* **Requirement**
Could you update the material from the line that contains "# test: mark one point on the sandy" through the end, swapping "marker" for "dot" everywhere and leaving everything else as is? Give back only those lines.

* **Exercise data**
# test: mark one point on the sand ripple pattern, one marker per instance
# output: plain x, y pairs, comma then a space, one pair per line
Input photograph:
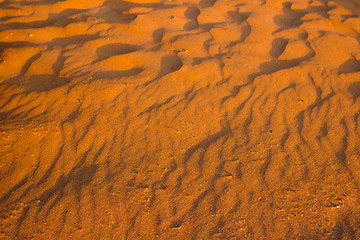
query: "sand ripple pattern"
157, 119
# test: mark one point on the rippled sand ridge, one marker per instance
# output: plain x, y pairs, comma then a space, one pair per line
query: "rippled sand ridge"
174, 119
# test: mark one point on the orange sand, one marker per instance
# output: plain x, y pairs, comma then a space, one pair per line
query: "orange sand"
171, 119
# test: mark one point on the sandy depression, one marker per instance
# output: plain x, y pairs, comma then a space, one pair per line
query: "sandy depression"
172, 119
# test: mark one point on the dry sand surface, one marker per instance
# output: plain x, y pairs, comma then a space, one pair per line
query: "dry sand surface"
174, 119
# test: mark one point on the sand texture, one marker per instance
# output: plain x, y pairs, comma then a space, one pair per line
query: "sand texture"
173, 119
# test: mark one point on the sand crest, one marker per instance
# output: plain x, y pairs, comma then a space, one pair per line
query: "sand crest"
170, 119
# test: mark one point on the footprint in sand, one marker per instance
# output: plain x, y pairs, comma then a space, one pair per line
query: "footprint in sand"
191, 13
114, 49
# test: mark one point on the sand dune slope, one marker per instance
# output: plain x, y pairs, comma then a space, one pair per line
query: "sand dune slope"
158, 119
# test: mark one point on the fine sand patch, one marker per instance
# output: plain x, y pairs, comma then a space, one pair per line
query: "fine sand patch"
170, 119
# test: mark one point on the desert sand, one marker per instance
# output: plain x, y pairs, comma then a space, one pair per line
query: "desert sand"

* **Written reply**
# test: mark one point on the sandy depression, one dot per instance
# output: plain x, y pairs, comma then a space, one pair per line
query: "sandy depression"
172, 119
# test: mark one point on the dry sand surface, one dot per instance
# output: plain x, y pairs, comma then a space, one pair per line
query: "dry sand surface"
174, 119
# test: mark one point on the sand texture, one dot per instance
# output: plain x, y pairs, comma then a space, one pair per line
query: "sand texture"
173, 119
# test: mark one point on the sand crest, one dot per instance
# output: plain x, y pairs, comma then a space, one pair per line
query: "sand crest"
170, 119
# test: mark one point on the footprint in sand, one dot per instance
# output: plain x, y pairs, comma then a space, one pair per line
query: "footprint in sand"
191, 13
114, 49
# test: mark one point on the sand dune slope, one dot per instance
# output: plain x, y pairs, comma then a space, one pair per line
query: "sand dune slope"
158, 119
# test: mark one point on the fine sand patch, one dot per instance
# output: plain x, y pairs, comma then a space, one pair per line
query: "fine sand patch"
170, 119
# test: mark one point on the desert sand, one dot per instance
# output: plain x, y pairs, comma then a space, one pair per line
query: "desert sand"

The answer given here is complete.